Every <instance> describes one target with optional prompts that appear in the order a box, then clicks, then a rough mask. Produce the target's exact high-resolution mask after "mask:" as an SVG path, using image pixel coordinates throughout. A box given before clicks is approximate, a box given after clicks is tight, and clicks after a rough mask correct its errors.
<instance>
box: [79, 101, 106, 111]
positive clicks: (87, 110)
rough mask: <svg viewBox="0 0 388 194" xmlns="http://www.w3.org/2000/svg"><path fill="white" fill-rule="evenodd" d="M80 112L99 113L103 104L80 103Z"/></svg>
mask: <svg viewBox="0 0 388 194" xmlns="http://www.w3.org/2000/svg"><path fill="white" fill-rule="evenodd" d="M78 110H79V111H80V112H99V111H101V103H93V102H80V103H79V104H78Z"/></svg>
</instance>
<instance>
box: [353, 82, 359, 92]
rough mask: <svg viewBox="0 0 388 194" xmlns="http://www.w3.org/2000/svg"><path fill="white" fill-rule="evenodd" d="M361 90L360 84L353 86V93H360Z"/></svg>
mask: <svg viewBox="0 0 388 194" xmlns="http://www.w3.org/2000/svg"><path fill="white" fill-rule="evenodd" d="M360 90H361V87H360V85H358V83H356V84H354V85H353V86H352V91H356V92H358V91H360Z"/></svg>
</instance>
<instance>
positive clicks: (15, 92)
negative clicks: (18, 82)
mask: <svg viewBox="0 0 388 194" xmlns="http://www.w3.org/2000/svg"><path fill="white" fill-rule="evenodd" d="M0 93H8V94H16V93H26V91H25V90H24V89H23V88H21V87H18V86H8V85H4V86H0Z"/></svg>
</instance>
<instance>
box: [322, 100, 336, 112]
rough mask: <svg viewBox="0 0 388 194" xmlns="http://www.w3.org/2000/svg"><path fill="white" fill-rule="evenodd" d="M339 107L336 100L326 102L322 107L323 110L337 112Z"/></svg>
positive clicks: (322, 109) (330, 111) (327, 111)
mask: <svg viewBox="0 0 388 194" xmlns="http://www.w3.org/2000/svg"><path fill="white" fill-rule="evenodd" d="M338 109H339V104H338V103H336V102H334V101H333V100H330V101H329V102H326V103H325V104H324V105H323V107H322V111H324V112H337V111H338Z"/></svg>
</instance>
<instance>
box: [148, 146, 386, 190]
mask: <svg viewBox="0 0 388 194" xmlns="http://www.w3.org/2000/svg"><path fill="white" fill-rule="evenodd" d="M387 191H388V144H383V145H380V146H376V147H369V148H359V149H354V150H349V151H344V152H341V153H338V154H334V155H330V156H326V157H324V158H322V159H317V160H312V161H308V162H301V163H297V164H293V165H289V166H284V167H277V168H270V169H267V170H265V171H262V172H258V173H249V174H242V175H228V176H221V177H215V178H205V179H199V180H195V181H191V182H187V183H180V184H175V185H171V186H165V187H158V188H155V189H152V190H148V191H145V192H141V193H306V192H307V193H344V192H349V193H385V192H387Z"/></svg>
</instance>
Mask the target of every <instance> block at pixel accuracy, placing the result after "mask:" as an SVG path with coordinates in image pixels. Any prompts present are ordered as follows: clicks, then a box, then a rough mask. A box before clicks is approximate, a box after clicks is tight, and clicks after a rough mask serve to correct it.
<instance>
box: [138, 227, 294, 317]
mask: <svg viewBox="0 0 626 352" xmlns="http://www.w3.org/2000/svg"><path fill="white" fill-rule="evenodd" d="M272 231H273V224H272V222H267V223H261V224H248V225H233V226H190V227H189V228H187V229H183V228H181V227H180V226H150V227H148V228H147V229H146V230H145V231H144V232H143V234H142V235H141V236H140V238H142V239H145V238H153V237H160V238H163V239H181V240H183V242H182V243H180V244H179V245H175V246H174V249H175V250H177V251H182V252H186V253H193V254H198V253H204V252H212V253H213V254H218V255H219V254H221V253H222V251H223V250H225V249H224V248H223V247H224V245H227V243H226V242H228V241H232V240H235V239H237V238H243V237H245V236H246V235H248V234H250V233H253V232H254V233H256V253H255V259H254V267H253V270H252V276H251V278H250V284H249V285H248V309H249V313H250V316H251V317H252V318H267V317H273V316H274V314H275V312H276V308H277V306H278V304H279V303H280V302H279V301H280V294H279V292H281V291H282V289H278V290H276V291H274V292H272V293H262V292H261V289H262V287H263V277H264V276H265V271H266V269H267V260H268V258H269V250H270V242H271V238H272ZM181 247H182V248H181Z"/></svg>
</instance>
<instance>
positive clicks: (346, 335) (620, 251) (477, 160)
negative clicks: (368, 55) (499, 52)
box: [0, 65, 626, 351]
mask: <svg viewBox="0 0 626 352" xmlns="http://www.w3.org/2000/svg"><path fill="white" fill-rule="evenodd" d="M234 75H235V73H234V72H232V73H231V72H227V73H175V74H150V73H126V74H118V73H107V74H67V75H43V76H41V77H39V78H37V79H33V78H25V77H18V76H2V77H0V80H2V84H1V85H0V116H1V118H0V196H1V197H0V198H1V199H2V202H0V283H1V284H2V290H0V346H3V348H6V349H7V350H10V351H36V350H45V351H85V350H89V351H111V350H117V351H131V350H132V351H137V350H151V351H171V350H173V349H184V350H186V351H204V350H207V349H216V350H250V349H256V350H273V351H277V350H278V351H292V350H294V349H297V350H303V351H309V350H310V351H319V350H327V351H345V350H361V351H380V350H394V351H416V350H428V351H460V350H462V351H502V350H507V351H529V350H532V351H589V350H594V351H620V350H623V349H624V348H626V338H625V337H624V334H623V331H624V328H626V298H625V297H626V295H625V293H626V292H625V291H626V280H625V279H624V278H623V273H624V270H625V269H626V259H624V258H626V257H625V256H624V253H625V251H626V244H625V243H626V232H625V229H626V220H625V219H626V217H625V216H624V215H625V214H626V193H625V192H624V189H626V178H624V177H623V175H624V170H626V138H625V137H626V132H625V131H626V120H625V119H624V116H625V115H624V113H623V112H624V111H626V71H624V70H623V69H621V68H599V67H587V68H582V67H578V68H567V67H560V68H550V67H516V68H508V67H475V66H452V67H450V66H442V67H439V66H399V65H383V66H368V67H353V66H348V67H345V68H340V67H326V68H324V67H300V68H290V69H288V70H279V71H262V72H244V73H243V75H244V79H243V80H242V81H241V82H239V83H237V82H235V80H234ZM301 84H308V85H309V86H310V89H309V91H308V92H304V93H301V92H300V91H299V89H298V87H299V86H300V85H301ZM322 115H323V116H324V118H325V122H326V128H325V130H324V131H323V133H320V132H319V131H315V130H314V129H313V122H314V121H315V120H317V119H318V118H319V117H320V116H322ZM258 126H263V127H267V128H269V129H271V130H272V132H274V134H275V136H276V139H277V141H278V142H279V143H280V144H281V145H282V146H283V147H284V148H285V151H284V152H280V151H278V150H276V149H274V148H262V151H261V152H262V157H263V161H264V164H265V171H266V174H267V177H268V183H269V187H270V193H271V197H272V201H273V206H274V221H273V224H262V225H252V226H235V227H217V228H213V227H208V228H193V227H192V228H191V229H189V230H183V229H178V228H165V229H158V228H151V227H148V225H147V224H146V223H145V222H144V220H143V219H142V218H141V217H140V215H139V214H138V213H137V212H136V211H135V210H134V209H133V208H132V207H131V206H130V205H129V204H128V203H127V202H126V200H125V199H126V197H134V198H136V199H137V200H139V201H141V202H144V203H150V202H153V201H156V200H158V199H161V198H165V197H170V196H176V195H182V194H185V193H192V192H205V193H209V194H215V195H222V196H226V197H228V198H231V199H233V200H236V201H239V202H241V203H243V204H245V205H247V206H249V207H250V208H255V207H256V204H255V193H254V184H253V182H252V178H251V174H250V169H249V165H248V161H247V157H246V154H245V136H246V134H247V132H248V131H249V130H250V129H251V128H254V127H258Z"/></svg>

————

WHAT IS BEING ASKED:
Count the lines in the records above that contain the string "target", and reply with the number alone.

EXPECTED ANSWER:
2